**ACTION ITEM**
From the first record to the last, write out each one exactly.

**DATA SECTION**
┄┄┄┄┄┄
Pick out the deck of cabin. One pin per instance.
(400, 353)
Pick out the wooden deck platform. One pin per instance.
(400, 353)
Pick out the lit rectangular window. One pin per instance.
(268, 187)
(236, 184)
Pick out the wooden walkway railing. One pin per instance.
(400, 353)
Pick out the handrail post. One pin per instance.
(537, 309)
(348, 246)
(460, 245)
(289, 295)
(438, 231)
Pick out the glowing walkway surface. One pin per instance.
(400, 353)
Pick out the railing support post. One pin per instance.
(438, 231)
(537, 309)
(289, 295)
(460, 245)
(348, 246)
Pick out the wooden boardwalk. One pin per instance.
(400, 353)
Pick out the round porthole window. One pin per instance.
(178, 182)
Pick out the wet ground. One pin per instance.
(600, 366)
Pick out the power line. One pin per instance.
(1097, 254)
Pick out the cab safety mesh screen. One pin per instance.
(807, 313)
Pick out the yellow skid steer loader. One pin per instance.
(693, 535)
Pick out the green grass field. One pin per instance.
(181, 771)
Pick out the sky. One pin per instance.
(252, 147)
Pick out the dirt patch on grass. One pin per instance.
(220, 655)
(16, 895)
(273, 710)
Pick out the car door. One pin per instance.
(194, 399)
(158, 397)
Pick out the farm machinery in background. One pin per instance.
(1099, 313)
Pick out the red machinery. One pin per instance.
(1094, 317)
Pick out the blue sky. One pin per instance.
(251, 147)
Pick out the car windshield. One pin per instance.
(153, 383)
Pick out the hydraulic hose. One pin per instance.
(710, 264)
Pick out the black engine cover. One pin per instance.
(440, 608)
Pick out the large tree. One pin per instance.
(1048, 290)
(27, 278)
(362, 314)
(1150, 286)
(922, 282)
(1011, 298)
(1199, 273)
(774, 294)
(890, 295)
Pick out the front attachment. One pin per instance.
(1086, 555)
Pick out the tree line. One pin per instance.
┄┄┄┄┄┄
**EXERCISE RESULT**
Pick out the deck of cabin. One pin per instance.
(400, 353)
Pick out the wooden deck platform. One pin per instance.
(400, 353)
Pick out the lit rectangular window. One pin per instance.
(268, 187)
(236, 184)
Pick out the wooden walkway railing. One pin per instance.
(400, 353)
Pick out the handrail post. One pin per instance.
(537, 309)
(348, 246)
(460, 245)
(289, 295)
(438, 231)
Pick out the glowing walkway surface. One pin per instance.
(400, 353)
Pick out the railing support post. One pin per instance.
(438, 231)
(537, 309)
(289, 295)
(460, 245)
(348, 246)
Pick out the wooden boardwalk. One pin per instance.
(400, 353)
Pick out the round porthole window. One pin per instance.
(178, 182)
Pick out the wet ground. One pin per instance.
(600, 366)
Pick out the power line. One pin per instance.
(1097, 254)
Pick out the cab safety mesh screen. One pin per instance.
(807, 313)
Pick out the yellow skid steer loader. One pin per instance.
(693, 535)
Pick out the green grass field. One pin per instance.
(181, 771)
Pick out the sky. One pin per instance.
(252, 147)
Pick out the dirt patch on grass. One pin per instance.
(220, 655)
(16, 895)
(273, 710)
Pick out the car door. One pin per instance.
(194, 399)
(158, 397)
Pick out the farm machinery in background. One pin per instance.
(1099, 313)
Pick out the red machinery. One pin per instance.
(1094, 317)
Pick out the blue sky. One pin per instance.
(251, 147)
Pick out the car windshield. One pin per instance.
(153, 383)
Pick out the hydraulic hose. One pin per instance.
(710, 264)
Pick out the black engine cover. One pin per instance.
(440, 608)
Pick out the large tree. One pin per instance.
(1048, 290)
(27, 278)
(362, 314)
(1150, 286)
(922, 282)
(1011, 298)
(1199, 273)
(774, 294)
(890, 295)
Pick out the front attachment. One pin per instance.
(1086, 555)
Pick out the tree line. One pin per instance.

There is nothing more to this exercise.